What is required >> Print, exactly and completely, every entry in the data.

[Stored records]
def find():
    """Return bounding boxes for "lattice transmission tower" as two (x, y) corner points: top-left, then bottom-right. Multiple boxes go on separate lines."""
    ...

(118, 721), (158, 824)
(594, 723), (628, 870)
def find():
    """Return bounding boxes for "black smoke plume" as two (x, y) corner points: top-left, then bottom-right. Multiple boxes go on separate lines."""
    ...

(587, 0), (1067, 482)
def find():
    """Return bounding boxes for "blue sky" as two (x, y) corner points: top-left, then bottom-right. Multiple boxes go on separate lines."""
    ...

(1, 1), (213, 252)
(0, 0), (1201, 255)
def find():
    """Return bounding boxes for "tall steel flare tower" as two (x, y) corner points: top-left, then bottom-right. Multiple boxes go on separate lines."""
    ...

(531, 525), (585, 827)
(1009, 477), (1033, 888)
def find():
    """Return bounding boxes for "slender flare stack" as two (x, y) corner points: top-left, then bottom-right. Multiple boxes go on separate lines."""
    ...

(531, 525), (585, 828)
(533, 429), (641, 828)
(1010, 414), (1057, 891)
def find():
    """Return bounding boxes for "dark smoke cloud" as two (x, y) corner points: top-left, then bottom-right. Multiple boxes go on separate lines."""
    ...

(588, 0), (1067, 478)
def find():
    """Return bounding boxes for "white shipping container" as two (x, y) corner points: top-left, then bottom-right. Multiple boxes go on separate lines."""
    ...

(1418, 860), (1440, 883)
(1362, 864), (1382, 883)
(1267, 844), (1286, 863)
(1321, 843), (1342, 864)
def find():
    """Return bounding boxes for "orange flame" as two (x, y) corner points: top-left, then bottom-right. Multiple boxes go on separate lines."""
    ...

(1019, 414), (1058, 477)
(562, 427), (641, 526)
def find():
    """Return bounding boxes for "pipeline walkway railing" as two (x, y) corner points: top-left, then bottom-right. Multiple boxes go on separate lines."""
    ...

Solution >>
def find():
    """Return bounding boxes for "lattice transmission tower" as two (x, y) corner points: top-left, then bottom-right. Multiple boxes go on separate lines."""
    ...

(118, 721), (158, 824)
(594, 723), (628, 870)
def find():
    """Return bounding boxes for "black smoke plume" as two (x, y) corner points: top-left, then bottom-right. Multiple boxes go on separate lines."""
    ...

(587, 0), (1067, 482)
def find():
    """Return bounding boxes for "blue sky" as two (x, y) corner points: top-left, then bottom-right. Multiple boxes go on separate lines."""
    ...

(1, 1), (213, 252)
(0, 0), (1201, 255)
def find():
    """Return bounding boxes for "tall steel flare tower" as two (x, y) corner points: top-left, then bottom-right. Multiple boxes go on separate lines."""
    ...

(531, 525), (585, 827)
(1009, 477), (1033, 888)
def find():
    """Return bounding boxes for "slender flare stack" as two (x, y) corner points: top-left, then bottom-right. Multiple boxes go on separate lines."""
    ...

(531, 525), (585, 828)
(533, 429), (641, 828)
(1010, 414), (1057, 891)
def find():
    """Return bounding boxes for "dark smoke cloud" as two (x, y) corner points: top-left, then bottom-right. Multiple boxes go on separate lines."""
    ...

(588, 0), (1067, 478)
def find():
    """Return bounding boxes for "white shipping container" as two (x, y) corner points: top-left, then bottom-right. Multiple boxes go on separate lines."""
    ...

(1418, 860), (1440, 883)
(1362, 864), (1382, 883)
(1267, 844), (1286, 863)
(1321, 843), (1342, 864)
def find():
    """Return bounding boxes for "orange flame" as two (x, y) corner points: top-left, then bottom-right. Multiple boxes go on separate lines."""
    ...

(1019, 414), (1058, 477)
(562, 427), (641, 526)
def find():
    """Return bounding boxes for "pipeline walkway railing" as two (x, y) corner points: top-left, then bottom-right. Multiple boxes go on separate lines."""
    ...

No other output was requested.